Problem description = Transcribe exactly the line containing "Query: dresser drawer" and the remaining lines of the listing below, through the very last.

Raw data =

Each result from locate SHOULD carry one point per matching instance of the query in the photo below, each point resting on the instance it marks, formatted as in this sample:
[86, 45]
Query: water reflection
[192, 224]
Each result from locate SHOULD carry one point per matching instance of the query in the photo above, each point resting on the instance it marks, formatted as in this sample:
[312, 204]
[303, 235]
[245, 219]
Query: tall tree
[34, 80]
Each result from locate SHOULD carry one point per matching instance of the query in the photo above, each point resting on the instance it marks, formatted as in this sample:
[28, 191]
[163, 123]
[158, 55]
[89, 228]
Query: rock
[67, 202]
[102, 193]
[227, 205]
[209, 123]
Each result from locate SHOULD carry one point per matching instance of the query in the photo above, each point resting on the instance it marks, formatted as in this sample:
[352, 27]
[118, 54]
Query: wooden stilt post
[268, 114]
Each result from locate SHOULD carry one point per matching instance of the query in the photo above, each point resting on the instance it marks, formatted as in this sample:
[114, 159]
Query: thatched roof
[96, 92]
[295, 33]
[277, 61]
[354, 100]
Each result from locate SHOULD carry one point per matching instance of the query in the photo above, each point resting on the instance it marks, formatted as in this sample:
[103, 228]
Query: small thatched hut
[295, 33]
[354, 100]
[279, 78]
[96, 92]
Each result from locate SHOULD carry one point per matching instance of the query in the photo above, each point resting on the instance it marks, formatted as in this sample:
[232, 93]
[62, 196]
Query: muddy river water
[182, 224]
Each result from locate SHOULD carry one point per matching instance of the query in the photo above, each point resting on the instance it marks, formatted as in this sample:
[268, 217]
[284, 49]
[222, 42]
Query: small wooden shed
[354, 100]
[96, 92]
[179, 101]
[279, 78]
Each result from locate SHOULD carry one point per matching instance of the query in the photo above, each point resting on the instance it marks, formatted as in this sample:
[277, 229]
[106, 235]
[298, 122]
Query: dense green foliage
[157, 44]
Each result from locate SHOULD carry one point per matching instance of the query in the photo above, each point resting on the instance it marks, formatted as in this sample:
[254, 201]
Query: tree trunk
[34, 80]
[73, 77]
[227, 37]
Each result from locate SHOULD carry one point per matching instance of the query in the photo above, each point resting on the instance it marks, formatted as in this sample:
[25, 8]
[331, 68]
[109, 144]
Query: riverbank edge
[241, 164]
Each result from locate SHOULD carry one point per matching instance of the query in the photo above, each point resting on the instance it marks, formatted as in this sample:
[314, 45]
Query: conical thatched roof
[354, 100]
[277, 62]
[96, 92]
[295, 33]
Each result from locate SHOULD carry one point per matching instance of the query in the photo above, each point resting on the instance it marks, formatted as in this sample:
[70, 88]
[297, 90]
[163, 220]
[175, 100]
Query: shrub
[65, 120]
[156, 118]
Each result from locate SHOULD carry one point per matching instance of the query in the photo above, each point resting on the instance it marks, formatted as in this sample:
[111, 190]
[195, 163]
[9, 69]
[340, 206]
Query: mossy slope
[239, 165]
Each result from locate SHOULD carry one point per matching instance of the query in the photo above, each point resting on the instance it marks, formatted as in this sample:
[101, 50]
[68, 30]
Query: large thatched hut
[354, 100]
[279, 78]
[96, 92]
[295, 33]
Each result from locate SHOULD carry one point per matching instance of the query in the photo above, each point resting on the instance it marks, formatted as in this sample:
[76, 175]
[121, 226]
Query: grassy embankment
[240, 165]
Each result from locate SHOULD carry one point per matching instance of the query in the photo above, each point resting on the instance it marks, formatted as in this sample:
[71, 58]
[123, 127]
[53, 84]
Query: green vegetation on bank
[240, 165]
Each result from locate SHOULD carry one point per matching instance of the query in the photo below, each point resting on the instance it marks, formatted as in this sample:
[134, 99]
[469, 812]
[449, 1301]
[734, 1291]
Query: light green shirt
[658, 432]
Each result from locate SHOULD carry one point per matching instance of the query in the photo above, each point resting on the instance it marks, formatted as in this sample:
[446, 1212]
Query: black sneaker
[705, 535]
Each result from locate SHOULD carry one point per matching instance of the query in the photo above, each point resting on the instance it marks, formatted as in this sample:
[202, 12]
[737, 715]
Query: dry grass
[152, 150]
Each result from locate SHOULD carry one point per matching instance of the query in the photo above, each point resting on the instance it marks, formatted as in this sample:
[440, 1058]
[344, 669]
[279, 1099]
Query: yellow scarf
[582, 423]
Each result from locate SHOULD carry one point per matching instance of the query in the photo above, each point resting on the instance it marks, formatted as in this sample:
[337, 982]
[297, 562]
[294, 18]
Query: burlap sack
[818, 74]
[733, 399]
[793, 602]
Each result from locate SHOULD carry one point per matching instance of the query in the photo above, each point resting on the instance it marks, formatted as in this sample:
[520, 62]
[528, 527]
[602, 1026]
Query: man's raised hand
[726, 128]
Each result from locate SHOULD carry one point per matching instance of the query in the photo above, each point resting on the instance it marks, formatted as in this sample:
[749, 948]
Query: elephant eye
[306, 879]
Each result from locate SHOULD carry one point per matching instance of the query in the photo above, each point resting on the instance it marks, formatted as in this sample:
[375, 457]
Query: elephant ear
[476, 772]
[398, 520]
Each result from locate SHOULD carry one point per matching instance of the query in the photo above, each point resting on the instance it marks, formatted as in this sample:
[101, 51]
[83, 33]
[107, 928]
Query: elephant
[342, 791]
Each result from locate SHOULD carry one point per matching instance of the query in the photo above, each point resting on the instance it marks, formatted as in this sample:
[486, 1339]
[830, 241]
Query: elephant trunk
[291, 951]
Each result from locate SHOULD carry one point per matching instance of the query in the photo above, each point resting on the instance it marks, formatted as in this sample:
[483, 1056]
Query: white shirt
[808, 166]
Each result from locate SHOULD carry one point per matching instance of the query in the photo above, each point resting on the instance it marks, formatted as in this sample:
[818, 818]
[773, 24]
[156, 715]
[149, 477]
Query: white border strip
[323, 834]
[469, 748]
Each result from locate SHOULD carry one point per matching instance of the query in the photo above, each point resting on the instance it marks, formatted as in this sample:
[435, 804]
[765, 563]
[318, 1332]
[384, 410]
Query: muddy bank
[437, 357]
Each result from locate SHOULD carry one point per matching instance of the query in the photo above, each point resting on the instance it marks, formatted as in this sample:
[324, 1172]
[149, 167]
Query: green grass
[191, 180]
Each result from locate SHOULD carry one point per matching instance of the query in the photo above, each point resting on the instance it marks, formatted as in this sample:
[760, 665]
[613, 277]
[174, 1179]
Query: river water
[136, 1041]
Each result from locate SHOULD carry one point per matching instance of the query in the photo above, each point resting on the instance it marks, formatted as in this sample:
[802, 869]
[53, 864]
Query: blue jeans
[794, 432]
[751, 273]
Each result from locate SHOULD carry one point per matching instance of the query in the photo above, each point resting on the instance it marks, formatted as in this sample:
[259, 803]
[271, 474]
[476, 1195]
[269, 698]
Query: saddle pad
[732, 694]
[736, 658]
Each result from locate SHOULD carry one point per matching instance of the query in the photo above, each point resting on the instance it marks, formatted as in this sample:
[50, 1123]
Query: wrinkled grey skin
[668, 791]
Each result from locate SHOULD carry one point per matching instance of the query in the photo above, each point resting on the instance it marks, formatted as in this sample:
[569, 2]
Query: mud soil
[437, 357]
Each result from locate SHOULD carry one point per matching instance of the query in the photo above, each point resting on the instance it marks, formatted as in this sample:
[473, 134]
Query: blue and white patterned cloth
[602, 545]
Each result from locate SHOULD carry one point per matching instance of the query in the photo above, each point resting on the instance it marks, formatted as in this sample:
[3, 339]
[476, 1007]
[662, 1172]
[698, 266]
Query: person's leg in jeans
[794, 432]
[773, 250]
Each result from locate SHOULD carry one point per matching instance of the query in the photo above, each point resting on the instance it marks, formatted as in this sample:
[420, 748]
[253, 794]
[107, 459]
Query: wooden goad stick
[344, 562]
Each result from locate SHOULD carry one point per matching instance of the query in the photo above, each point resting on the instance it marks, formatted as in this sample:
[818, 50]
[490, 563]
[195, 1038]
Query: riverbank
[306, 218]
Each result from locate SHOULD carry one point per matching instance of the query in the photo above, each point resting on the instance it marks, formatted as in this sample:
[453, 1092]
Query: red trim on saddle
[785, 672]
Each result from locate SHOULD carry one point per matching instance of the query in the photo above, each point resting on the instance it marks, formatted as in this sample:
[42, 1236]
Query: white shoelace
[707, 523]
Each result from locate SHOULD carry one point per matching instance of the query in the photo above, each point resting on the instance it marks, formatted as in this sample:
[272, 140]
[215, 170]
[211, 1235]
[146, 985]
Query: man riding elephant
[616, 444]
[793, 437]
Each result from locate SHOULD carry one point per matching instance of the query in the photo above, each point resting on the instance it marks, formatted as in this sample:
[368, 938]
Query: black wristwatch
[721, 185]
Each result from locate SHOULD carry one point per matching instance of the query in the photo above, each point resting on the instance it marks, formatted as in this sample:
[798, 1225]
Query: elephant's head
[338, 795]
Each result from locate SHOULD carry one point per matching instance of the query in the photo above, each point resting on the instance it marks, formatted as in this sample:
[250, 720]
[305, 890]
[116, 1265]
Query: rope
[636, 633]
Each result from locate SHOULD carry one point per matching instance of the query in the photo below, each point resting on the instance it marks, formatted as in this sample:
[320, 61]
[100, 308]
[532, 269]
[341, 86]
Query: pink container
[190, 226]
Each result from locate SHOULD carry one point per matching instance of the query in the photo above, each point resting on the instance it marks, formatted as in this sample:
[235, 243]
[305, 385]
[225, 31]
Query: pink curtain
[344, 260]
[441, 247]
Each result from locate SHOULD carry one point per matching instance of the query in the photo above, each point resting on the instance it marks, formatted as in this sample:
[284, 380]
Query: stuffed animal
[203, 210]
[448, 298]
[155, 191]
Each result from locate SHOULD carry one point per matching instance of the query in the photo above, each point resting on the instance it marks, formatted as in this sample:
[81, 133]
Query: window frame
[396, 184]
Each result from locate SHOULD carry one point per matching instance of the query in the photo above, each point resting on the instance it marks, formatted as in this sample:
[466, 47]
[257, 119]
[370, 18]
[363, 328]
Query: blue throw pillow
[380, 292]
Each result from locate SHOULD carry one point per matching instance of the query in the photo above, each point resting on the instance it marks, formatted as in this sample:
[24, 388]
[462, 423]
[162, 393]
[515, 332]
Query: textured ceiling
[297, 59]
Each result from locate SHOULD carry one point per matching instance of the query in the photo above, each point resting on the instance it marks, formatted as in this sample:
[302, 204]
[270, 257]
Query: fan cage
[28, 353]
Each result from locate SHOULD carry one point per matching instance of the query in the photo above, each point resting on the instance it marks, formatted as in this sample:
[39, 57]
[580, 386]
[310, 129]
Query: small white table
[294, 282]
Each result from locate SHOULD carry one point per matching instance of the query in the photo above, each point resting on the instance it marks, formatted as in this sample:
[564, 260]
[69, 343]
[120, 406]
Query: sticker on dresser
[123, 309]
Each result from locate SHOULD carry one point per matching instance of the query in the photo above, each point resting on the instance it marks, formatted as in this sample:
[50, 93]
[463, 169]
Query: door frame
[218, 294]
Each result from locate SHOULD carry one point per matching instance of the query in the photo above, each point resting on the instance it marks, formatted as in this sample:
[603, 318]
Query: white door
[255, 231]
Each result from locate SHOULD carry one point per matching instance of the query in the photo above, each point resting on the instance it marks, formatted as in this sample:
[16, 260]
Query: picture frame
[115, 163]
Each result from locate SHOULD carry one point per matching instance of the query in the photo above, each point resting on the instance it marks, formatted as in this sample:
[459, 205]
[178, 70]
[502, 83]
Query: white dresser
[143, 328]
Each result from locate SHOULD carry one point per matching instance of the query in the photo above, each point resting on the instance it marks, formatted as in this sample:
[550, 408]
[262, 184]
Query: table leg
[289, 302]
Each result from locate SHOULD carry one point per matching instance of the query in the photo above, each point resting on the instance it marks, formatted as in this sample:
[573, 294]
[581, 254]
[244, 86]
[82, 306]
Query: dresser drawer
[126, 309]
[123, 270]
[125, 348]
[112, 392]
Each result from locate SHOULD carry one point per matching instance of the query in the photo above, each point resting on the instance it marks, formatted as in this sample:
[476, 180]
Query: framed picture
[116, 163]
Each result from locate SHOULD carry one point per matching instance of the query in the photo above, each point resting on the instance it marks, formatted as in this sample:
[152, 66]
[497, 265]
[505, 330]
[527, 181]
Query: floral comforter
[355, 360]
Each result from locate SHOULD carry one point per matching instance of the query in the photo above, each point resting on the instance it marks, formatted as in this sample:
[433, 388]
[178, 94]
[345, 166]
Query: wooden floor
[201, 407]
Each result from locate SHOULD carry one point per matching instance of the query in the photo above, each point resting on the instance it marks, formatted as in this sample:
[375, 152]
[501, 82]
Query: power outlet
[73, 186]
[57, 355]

Solution to this task =
Query: dresser drawer
[126, 309]
[123, 270]
[125, 348]
[112, 392]
Each result from locate SHOULD carry one point per matching instance of the query in the photo above, each point resting on the instance it marks, formatted as in this sample:
[476, 180]
Query: framed picture
[116, 163]
Each result from locate SHOULD carry one point per matching instance of the query in the photo above, each point resting on the instance it marks, formatted as in this sample:
[152, 66]
[497, 265]
[505, 330]
[527, 181]
Query: floral comforter
[355, 360]
Each result from locate SHOULD carry one point per matching instance of the query in the photo above, each point resting on the instance it marks, formatted as in this sample:
[433, 388]
[178, 94]
[345, 166]
Query: wooden floor
[201, 407]
Each result from locate SHOULD carry one point per matching instance of the query in the photo above, each point resting on the instance it marks, formatted as in this sample:
[375, 152]
[501, 82]
Query: power outlet
[73, 186]
[57, 355]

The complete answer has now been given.